▶ EXERCISE BRIEF
Reproduce word for word the lines of the data below, starting at the line that contains "For the evaluation set, tag every instance of the rolling" and ending at the line that contains "[[34, 278]]", with both of those lines included.

Dataset entries:
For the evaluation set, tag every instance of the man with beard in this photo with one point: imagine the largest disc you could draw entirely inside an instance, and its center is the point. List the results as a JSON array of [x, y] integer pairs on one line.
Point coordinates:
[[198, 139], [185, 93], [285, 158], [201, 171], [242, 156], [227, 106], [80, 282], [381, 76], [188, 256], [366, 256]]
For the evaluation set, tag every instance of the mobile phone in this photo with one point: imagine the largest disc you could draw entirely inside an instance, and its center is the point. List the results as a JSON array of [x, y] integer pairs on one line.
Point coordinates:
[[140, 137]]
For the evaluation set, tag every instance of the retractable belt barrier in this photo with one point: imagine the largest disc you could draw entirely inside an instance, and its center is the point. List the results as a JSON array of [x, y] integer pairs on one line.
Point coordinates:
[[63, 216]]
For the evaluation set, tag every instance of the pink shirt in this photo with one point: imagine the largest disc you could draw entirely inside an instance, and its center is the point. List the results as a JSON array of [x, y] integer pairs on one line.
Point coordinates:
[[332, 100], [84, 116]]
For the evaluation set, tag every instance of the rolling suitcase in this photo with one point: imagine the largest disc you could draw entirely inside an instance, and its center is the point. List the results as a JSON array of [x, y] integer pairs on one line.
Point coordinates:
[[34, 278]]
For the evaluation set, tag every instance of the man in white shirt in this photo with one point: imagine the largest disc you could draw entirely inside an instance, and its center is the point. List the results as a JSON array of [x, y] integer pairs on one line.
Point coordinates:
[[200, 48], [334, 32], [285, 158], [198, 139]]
==
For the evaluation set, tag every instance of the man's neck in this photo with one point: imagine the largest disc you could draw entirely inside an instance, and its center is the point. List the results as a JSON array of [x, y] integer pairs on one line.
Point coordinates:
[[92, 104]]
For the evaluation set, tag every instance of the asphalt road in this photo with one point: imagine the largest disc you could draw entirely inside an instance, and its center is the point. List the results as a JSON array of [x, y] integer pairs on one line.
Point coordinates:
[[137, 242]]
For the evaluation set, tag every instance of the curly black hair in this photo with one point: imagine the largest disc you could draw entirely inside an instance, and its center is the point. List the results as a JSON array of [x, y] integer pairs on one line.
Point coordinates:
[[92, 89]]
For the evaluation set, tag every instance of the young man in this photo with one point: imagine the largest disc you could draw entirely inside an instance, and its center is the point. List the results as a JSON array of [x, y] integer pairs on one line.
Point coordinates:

▶ SOLVED EXERCISE
For the evaluation set, tag every instance of the rolling suitcase in this photo with one point: imagine the largest disc you could draw entirely inside an instance, and its center is the point. List the results as a JSON array of [x, y] integer pairs on one line.
Point coordinates:
[[34, 278]]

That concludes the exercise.